▸ Aim: Find every line in the entries below that contains the string "dark" and copy each of those lines. Uppercase and lowercase letters must match.

[Object outline annotations]
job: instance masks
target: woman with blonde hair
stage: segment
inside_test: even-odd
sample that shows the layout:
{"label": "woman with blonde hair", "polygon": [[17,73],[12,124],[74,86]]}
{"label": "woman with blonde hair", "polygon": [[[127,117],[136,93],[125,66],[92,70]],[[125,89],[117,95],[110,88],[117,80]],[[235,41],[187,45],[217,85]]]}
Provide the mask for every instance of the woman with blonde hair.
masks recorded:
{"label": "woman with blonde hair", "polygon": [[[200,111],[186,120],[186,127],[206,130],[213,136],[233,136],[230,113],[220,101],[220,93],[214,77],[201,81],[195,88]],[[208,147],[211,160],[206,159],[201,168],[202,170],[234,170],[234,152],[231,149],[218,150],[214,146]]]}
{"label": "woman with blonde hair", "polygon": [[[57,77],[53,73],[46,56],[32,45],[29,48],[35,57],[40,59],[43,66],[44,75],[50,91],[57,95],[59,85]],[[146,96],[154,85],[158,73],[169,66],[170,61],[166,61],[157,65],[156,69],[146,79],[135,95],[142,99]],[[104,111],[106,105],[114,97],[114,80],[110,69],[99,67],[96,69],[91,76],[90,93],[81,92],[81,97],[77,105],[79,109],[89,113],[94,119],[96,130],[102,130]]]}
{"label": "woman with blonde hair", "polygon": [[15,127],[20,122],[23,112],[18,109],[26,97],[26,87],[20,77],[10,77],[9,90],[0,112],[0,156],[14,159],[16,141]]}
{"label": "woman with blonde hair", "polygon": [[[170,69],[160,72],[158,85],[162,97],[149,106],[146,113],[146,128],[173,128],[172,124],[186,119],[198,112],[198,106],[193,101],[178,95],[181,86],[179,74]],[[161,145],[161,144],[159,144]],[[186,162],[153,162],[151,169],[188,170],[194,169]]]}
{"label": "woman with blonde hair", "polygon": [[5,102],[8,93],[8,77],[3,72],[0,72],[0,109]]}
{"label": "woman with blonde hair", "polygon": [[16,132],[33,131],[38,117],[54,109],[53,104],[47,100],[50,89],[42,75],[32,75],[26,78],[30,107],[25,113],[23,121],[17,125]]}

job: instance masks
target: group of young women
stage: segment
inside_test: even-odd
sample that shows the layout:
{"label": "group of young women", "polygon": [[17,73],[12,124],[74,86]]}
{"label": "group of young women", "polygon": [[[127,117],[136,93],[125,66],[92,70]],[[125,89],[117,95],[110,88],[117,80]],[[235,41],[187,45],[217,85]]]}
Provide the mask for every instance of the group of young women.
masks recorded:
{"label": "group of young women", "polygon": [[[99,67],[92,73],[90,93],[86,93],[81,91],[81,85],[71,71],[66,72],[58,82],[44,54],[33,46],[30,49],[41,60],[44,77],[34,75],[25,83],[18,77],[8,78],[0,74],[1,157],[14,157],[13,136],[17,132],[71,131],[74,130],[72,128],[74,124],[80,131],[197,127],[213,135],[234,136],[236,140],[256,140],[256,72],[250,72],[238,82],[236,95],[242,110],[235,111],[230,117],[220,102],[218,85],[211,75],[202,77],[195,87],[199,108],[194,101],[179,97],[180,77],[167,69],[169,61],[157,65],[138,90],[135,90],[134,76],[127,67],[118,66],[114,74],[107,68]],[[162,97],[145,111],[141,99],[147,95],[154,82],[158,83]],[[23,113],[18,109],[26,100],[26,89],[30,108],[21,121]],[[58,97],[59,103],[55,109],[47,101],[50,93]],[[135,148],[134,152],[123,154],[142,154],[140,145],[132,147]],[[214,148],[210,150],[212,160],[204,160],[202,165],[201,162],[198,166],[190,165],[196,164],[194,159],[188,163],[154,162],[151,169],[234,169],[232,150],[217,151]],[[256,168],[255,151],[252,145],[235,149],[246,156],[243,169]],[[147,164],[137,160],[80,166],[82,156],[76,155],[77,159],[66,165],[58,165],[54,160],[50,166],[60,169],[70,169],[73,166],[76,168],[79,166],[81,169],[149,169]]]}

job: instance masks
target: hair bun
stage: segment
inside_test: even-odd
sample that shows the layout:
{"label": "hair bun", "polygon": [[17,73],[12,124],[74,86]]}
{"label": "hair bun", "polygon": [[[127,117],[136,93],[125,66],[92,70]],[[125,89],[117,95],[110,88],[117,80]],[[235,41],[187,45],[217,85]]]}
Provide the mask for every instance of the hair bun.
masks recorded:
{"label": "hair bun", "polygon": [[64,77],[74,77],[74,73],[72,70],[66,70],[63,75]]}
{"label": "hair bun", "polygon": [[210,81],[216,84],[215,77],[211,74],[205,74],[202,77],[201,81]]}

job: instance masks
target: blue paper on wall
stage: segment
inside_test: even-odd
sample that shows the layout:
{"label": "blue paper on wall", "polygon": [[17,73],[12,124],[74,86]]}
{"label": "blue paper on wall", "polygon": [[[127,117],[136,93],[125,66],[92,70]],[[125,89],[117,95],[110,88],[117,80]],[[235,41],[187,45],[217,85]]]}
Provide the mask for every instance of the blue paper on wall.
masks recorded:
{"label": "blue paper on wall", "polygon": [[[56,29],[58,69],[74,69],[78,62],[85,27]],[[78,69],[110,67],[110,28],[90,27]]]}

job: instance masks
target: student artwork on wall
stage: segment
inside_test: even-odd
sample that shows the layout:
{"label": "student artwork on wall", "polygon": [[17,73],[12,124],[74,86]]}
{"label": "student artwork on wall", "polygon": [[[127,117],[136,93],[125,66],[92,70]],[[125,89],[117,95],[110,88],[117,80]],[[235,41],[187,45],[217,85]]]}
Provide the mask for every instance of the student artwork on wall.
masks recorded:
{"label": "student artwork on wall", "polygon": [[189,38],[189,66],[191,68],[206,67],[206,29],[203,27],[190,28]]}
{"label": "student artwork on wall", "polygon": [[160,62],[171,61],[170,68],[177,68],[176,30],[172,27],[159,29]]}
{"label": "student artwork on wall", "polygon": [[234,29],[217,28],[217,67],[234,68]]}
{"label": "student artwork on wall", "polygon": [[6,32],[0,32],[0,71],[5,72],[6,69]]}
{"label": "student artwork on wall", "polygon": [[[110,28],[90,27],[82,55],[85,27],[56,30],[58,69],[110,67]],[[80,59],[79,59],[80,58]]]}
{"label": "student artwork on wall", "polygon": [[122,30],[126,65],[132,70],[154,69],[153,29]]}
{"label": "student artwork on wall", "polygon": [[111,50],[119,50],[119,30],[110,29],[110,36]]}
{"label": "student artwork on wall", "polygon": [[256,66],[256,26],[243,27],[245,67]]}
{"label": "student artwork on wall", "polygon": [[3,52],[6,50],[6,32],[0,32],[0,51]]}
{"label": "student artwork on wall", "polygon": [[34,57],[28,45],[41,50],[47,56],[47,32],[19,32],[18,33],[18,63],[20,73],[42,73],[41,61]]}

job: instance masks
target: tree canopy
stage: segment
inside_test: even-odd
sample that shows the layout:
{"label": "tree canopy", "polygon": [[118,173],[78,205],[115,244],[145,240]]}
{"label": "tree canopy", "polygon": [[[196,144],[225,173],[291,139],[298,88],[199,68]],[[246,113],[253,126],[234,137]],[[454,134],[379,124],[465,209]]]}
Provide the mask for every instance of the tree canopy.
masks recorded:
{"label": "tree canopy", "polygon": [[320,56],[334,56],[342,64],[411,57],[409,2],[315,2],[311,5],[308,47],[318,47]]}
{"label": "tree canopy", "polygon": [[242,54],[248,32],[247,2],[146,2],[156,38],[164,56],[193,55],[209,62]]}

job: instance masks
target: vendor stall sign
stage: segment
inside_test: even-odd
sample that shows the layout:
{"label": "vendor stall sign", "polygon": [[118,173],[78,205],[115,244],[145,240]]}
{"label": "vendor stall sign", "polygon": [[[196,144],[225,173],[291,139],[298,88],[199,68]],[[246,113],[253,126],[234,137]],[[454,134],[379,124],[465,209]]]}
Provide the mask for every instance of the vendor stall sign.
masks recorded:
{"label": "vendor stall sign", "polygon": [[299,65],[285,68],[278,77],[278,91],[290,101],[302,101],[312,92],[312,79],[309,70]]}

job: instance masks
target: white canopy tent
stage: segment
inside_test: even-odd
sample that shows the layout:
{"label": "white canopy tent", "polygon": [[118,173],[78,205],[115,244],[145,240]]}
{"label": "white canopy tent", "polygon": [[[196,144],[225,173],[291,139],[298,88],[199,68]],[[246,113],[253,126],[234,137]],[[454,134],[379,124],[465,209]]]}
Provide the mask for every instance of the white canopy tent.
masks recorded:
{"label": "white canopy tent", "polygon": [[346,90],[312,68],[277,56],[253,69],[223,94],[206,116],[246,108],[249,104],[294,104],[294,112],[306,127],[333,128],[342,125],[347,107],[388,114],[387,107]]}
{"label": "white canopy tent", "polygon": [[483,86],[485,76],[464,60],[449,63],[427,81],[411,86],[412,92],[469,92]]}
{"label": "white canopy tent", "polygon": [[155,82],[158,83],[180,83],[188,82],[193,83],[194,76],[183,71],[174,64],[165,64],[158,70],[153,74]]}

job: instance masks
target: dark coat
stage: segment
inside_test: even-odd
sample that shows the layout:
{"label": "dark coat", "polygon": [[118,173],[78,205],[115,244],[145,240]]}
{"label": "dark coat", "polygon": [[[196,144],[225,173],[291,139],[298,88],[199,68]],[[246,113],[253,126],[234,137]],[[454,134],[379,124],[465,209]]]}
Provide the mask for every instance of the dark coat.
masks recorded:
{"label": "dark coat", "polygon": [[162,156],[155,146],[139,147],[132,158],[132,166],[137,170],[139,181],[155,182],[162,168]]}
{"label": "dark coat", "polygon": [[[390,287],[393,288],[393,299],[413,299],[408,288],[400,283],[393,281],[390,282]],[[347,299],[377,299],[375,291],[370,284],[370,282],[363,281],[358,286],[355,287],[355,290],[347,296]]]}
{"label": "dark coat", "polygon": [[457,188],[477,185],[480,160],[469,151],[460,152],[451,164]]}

▸ Exercise answer:
target: dark coat
{"label": "dark coat", "polygon": [[118,173],[78,205],[115,244],[145,240]]}
{"label": "dark coat", "polygon": [[[196,144],[225,173],[291,139],[298,88],[199,68]],[[246,113],[253,126],[234,137]],[[454,134],[379,124],[465,209]]]}
Provide the mask for every instance of the dark coat.
{"label": "dark coat", "polygon": [[162,156],[155,146],[139,147],[132,158],[132,166],[137,170],[139,181],[155,182],[162,168]]}
{"label": "dark coat", "polygon": [[[390,287],[393,288],[393,299],[413,299],[408,288],[400,283],[393,281],[390,282]],[[347,299],[377,299],[375,291],[370,284],[370,282],[363,281],[358,286],[355,287],[355,290],[347,296]]]}
{"label": "dark coat", "polygon": [[457,188],[477,185],[480,160],[469,151],[460,152],[451,164]]}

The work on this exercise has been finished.